**The tasks**
1. Pull out, word for word, the passage of the mailing-list reply on regular expressions that opens with the words containing "src/backend/regex/re_format.7 contains the" and closes with "a word respectively.".
2. Write what comes next in the mailing-list reply about regular expression word boundaries, picking up after its last sentence.

**Reading text**
Re: Regular expression question - Mailing list pgsql-general

From Tom Lane
Subject Re: Regular expression question
Date
Msg-id 7216.976548607@sss.pgh.pa.us
Whole thread Raw
In response to Regular expression question  (Steve Heaven <steve@thornet.co.uk>)
List pgsql-general
Steve Heaven <steve@thornet.co.uk> writes:
> Does the regular expression parser have anything equivalent to Perl's \w
> word boundary metacharacter?

src/backend/regex/re_format.7 contains the whole scoop (for some reason
this page doesn't seem to get installed with the rest of the
documentation).  In particular:

    There are two special cases of bracket expressions:
    the bracket expressions `[[:<:]]' and `[[:>:]]' match the null
    string at the beginning and end of a word respectively.
    A word is defined as a sequence of word characters
    which is neither preceded nor followed by word characters.

**Extracted information**

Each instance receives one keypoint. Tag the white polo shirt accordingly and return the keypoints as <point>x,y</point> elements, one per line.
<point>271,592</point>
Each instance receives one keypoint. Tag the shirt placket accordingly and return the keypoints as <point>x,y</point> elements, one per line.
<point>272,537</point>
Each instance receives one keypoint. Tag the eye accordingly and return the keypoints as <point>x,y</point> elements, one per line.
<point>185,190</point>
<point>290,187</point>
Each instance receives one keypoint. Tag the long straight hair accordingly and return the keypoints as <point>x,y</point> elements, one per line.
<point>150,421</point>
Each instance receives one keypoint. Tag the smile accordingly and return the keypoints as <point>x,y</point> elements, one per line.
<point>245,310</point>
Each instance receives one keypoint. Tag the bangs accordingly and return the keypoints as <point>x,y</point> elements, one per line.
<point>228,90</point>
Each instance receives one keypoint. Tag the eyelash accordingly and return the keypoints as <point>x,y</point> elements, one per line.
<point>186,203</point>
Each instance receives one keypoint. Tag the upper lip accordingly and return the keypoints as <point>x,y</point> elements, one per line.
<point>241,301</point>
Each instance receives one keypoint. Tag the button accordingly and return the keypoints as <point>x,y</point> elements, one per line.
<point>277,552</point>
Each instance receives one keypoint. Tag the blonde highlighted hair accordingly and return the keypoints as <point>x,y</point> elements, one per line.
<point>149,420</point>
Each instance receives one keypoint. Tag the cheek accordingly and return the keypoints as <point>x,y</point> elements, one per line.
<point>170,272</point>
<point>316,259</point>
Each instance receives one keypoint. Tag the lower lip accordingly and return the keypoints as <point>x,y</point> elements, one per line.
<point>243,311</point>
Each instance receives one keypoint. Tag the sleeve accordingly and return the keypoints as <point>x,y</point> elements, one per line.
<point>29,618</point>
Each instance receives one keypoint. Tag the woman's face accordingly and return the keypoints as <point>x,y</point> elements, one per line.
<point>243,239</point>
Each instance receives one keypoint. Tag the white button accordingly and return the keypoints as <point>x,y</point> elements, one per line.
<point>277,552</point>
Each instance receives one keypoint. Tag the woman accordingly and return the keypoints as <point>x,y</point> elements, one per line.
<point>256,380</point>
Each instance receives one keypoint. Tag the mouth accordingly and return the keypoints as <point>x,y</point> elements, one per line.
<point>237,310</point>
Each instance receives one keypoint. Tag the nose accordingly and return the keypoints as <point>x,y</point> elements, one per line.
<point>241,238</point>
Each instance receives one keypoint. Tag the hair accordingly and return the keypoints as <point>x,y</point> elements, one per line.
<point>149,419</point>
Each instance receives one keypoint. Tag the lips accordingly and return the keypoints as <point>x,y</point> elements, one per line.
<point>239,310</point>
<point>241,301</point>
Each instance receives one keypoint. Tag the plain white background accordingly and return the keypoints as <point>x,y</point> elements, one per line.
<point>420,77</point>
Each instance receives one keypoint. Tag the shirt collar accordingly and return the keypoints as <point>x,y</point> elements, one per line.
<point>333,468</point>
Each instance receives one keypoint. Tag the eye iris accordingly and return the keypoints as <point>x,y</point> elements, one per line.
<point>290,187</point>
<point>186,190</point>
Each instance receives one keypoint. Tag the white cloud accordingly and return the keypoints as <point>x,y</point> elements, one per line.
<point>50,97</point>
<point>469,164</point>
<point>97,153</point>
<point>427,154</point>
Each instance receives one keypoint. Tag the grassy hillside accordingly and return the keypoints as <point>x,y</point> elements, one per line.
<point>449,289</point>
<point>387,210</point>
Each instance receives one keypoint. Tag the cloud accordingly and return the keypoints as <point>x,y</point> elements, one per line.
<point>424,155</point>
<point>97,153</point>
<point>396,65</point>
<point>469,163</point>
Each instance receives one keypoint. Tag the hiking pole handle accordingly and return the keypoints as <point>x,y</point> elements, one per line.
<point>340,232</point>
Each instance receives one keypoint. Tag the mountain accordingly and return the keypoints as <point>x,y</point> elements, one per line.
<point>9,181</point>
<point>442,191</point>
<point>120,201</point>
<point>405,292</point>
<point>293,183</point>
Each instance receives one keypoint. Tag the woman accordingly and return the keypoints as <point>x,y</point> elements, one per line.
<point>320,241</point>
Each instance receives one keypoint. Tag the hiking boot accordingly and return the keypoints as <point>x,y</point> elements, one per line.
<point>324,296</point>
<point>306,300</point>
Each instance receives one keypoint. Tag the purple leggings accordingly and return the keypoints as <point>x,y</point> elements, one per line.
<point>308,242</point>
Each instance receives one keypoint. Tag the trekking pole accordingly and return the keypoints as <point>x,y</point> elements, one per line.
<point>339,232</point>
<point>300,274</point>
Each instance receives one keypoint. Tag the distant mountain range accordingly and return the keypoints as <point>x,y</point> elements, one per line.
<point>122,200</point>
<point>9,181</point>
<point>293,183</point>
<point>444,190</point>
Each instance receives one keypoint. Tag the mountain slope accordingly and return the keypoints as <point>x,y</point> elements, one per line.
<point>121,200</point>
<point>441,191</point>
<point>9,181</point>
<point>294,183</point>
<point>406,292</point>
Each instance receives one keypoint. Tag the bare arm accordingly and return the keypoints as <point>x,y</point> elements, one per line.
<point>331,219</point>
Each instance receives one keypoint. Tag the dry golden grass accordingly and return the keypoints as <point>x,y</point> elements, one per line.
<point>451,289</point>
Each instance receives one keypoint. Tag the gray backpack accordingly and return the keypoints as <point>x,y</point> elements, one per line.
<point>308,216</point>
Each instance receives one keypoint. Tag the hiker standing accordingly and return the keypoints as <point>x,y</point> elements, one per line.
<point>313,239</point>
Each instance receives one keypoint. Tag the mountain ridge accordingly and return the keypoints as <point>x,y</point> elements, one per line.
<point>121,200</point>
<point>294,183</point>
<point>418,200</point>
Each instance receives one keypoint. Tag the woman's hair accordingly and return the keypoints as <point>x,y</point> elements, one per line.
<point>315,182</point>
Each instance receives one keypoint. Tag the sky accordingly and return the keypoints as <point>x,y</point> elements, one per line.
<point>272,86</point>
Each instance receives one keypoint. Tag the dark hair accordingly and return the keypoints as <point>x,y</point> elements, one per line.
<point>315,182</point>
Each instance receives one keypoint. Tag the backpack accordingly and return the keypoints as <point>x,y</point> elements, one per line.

**Set of answers**
1.
src/backend/regex/re_format.7 contains the whole scoop (for some reason
this page doesn't seem to get installed with the rest of the
documentation).  In particular:

    There are two special cases of bracket expressions:
    the bracket expressions `[[:<:]]' and `[[:>:]]' match the null
    string at the beginning and end of a word respectively.

2.
    A word character is an alnum character (as defined by ctype(3))
    or an underscore.  This is an extension, compatible with but not
    specified by POSIX 1003.2, and should be used with caution in
    software intended to be portable to other systems.

    ...

    BUGS

    The syntax for word boundaries is incredibly ugly.

POSIX bracket expressions are pretty ugly anyway, and this is no worse
than the rest.  However, if you prefer Perl or Tcl, I'd recommend that
you just *use* Perl or Tcl ;-).  plperl and pltcl make great
implementation languages for text-mashing functions...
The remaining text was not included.